Directions:
Starting with the line that contains "Seedling-scouting request: tag the parked" and going on through the end of the records, rewrite those lines as a JSON list of strings, one string per line. Leave out blank lines.

-- Records to process start --

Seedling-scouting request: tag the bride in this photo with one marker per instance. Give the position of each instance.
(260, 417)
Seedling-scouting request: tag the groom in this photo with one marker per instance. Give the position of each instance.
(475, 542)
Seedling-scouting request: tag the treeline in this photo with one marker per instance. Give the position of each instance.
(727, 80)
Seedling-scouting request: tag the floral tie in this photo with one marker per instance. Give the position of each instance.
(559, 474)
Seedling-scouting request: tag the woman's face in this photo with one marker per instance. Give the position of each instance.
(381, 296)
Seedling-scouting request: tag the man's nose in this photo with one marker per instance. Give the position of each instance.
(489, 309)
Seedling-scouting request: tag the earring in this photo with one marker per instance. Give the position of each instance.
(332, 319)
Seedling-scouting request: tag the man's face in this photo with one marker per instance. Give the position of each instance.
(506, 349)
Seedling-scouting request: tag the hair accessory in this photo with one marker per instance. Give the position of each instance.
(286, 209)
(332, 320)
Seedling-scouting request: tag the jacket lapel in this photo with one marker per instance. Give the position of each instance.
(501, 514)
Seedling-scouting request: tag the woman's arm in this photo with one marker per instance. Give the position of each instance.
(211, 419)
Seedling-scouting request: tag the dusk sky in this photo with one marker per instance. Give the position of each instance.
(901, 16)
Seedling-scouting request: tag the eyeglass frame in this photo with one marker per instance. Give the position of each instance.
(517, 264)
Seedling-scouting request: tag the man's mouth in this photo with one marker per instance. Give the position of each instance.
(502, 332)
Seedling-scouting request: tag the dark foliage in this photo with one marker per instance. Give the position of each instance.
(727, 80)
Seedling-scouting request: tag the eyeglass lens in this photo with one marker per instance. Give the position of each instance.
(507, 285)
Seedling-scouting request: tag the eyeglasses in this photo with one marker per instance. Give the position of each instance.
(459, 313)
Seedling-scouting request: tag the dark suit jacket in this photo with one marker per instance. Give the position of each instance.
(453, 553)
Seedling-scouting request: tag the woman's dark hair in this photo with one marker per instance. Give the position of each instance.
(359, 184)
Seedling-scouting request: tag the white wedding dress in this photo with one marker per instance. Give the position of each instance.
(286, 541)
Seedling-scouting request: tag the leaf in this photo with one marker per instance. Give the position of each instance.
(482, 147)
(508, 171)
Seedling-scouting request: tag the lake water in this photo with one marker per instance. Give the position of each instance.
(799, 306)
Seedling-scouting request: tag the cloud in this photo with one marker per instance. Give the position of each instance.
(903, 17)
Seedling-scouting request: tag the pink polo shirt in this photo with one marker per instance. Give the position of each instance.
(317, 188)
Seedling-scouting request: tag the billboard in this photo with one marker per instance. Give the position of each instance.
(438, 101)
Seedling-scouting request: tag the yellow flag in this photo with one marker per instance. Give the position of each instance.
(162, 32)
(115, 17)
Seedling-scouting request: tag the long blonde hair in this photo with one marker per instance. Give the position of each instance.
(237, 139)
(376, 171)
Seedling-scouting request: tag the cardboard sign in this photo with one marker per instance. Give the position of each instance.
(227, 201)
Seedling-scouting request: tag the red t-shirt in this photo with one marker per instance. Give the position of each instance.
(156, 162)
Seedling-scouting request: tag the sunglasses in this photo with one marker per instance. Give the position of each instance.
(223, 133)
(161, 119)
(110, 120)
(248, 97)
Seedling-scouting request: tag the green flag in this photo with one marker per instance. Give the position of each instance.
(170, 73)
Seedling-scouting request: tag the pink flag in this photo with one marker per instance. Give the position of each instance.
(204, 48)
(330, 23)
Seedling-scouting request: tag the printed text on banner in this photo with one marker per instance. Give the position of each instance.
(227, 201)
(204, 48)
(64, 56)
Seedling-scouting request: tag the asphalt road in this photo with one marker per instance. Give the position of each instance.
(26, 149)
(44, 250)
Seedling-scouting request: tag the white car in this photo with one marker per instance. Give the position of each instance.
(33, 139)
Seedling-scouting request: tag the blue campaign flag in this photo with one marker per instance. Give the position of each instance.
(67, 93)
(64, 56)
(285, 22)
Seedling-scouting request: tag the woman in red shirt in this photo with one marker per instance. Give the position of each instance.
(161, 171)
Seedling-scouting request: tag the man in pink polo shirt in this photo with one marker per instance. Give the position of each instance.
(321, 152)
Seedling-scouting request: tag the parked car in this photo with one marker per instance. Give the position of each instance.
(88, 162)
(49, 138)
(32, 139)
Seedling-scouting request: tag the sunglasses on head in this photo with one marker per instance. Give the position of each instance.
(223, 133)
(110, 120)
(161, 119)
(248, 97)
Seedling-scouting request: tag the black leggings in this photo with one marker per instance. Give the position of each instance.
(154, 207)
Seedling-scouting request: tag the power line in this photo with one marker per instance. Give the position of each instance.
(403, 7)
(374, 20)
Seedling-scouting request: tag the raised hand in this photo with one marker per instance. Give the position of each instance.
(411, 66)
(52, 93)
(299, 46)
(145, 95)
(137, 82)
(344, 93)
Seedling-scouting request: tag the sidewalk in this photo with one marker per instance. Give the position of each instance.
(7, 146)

-- Records to process end --

Full response:
[
  "Seedling-scouting request: tag the parked car in this photo with one marker per instance. Give the position of each instance.",
  "(88, 162)",
  "(49, 138)",
  "(32, 139)",
  "Seedling-scouting request: tag the sunglasses on head in this photo with one marker per instance. Give the position of each instance.",
  "(223, 133)",
  "(110, 120)",
  "(161, 119)",
  "(248, 97)",
  "Seedling-scouting request: tag the black leggings in this photo with one marker per instance. Give the position of each instance.",
  "(154, 207)",
  "Seedling-scouting request: tag the power line in this photo with one marker per instance. Give the position of each instance.",
  "(403, 7)",
  "(374, 20)",
  "Seedling-scouting request: tag the raised hand in this photo with one marker per instance. Give the position of each instance.",
  "(411, 66)",
  "(52, 93)",
  "(299, 46)",
  "(145, 95)",
  "(137, 82)",
  "(344, 93)",
  "Seedling-scouting request: tag the sidewalk in this photo with one marker per instance. Give the position of each instance.",
  "(7, 146)"
]